**Task prompt**
Exact copies of all the entries are required, and no pictures should appear in them.

Dataset records:

..........

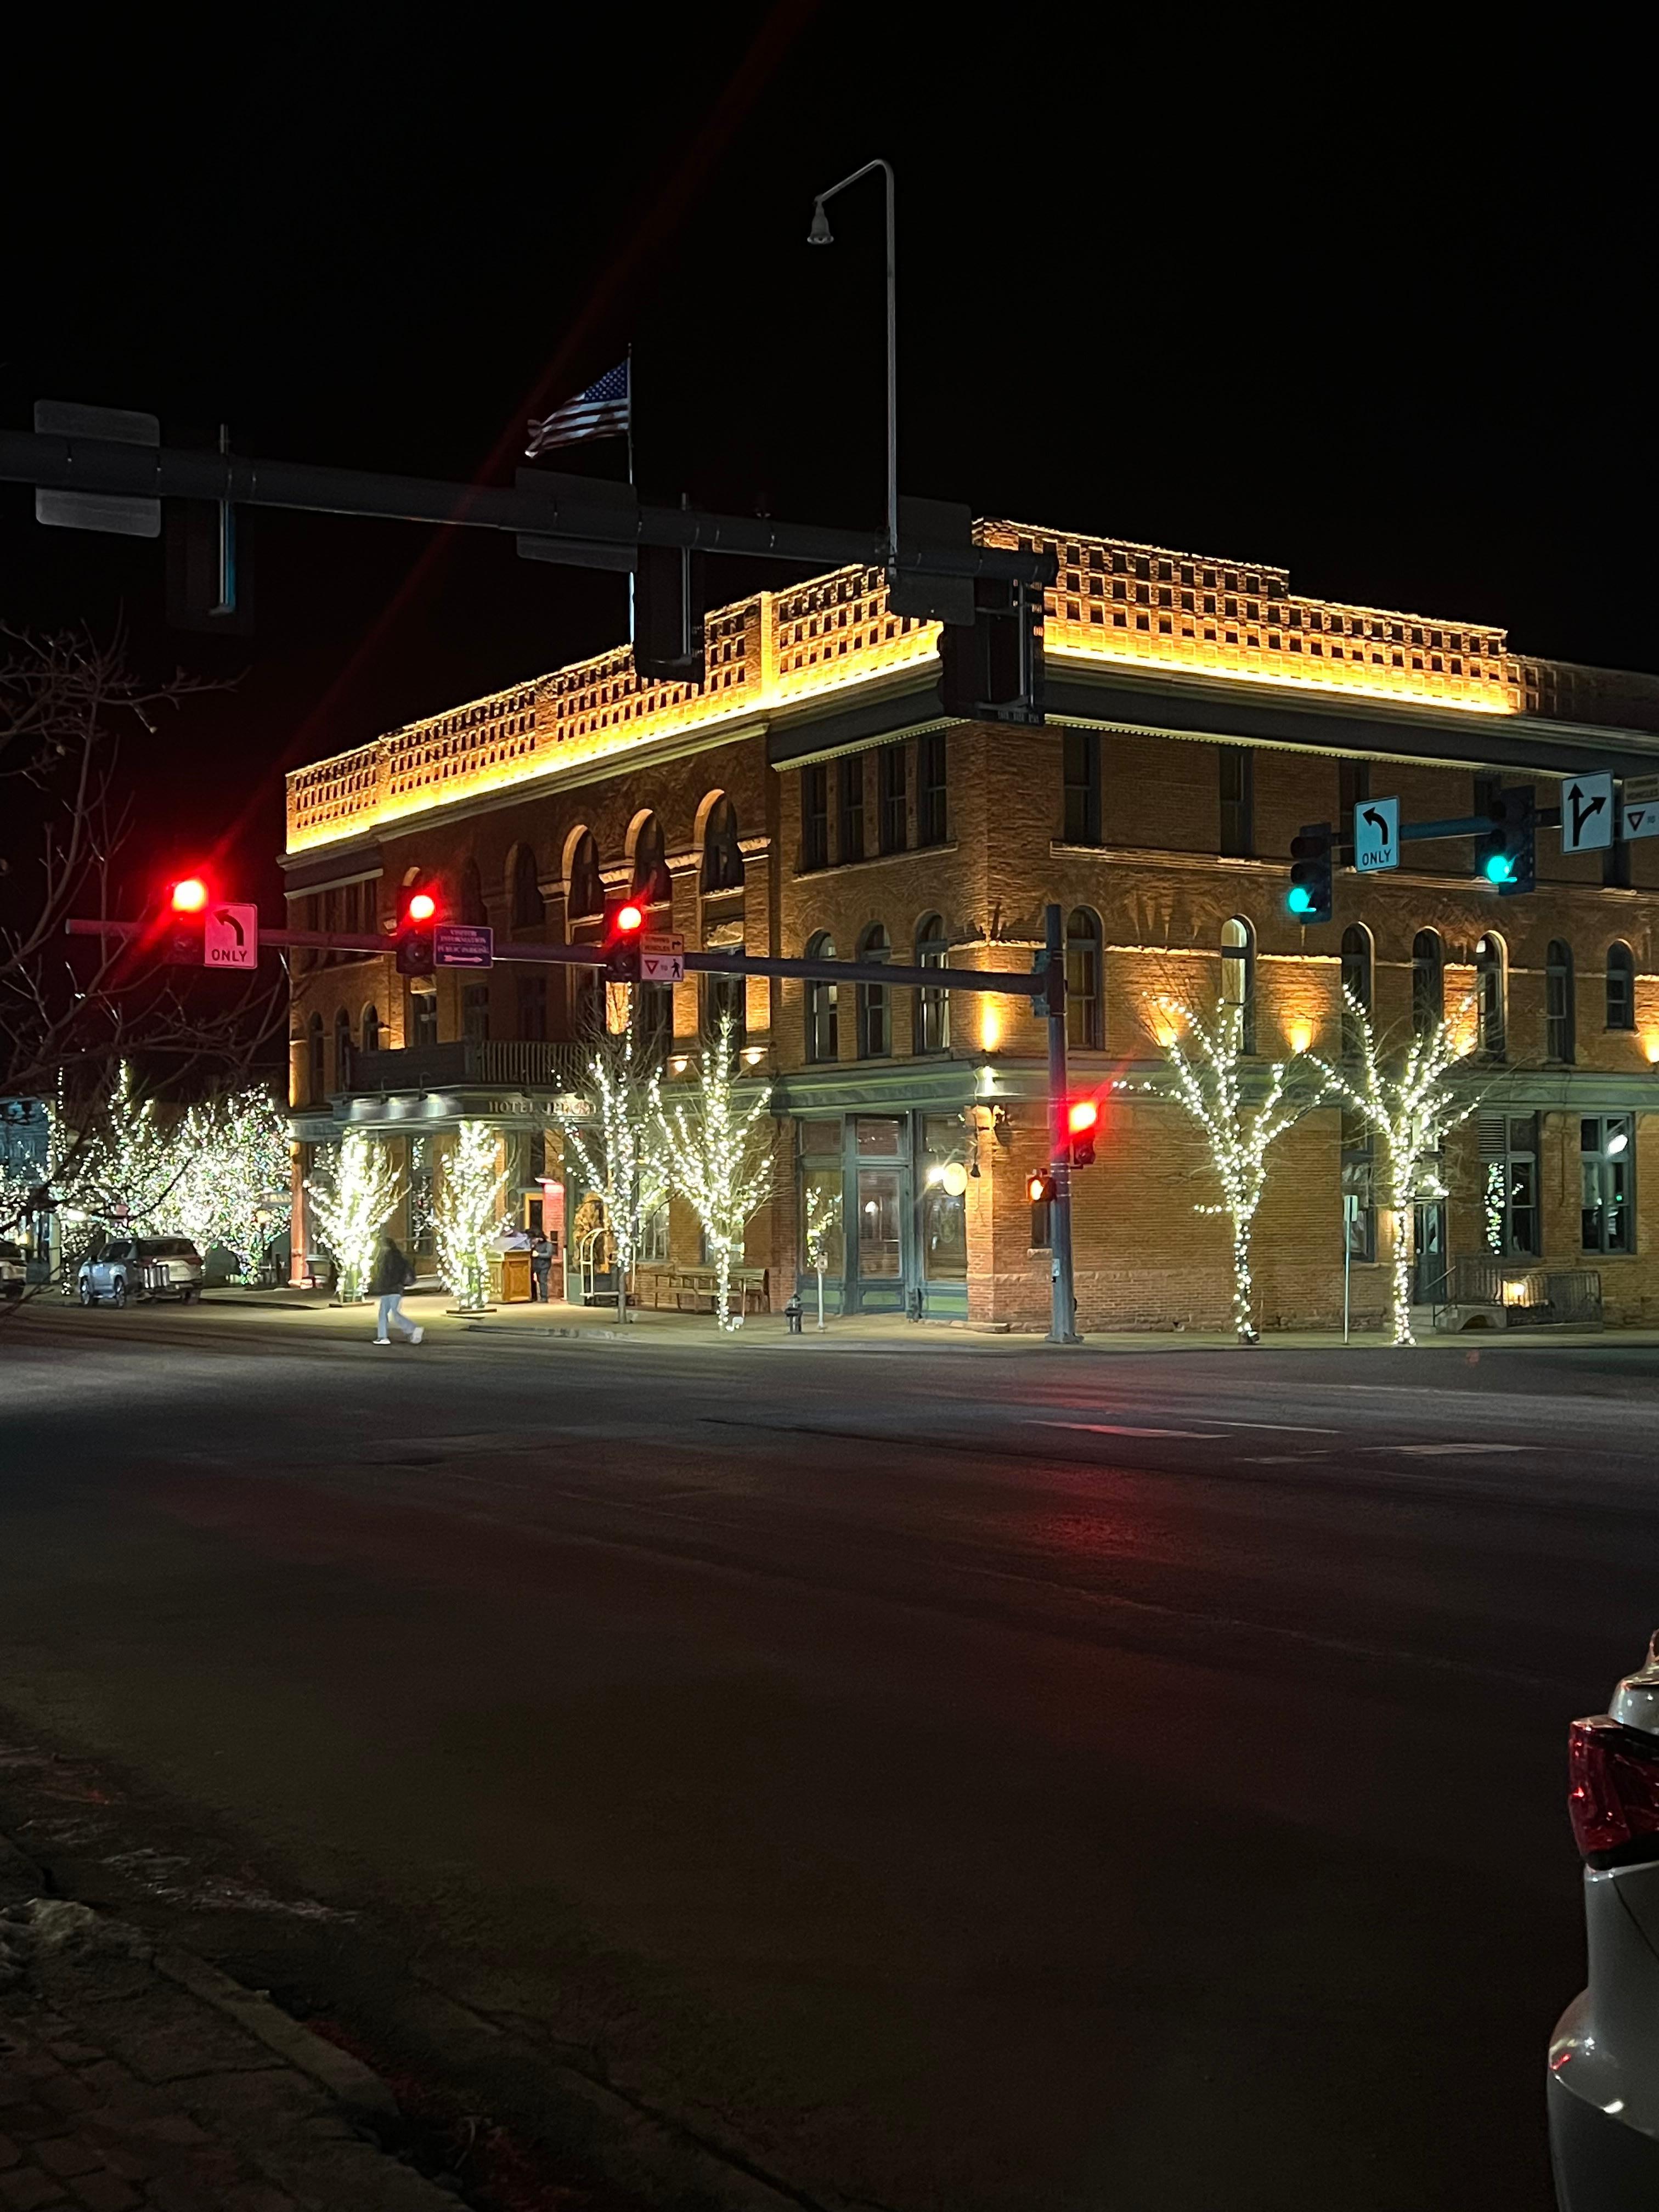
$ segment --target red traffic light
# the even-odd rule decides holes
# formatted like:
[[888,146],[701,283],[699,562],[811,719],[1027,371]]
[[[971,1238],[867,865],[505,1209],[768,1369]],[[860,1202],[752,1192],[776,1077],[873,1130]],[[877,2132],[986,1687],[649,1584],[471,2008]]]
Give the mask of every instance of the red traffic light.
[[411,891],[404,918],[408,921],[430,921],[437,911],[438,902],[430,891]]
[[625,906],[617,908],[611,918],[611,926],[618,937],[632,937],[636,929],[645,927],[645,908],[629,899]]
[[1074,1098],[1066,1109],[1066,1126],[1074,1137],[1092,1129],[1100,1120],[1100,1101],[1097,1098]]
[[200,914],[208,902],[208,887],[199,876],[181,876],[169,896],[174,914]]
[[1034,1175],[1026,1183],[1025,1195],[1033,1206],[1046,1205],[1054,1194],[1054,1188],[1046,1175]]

..........

**Final answer**
$ segment --target red traffic light
# the even-odd rule decides holes
# formatted like:
[[888,146],[701,283],[699,562],[811,719],[1027,371]]
[[[971,1238],[867,865],[505,1209],[768,1369]],[[860,1202],[752,1192],[776,1077],[873,1130]],[[877,2132],[986,1687],[649,1584],[471,2008]]]
Give the mask of every instance of the red traffic light.
[[411,891],[404,918],[408,921],[430,921],[437,911],[438,902],[430,891]]
[[625,906],[617,908],[611,918],[611,926],[618,937],[632,937],[636,929],[645,927],[645,908],[629,899]]
[[1074,1098],[1066,1109],[1066,1126],[1074,1137],[1092,1129],[1100,1120],[1100,1101],[1097,1098]]
[[200,914],[208,902],[208,887],[199,876],[181,876],[169,896],[174,914]]
[[1034,1175],[1026,1183],[1025,1195],[1033,1206],[1046,1205],[1054,1194],[1054,1188],[1046,1175]]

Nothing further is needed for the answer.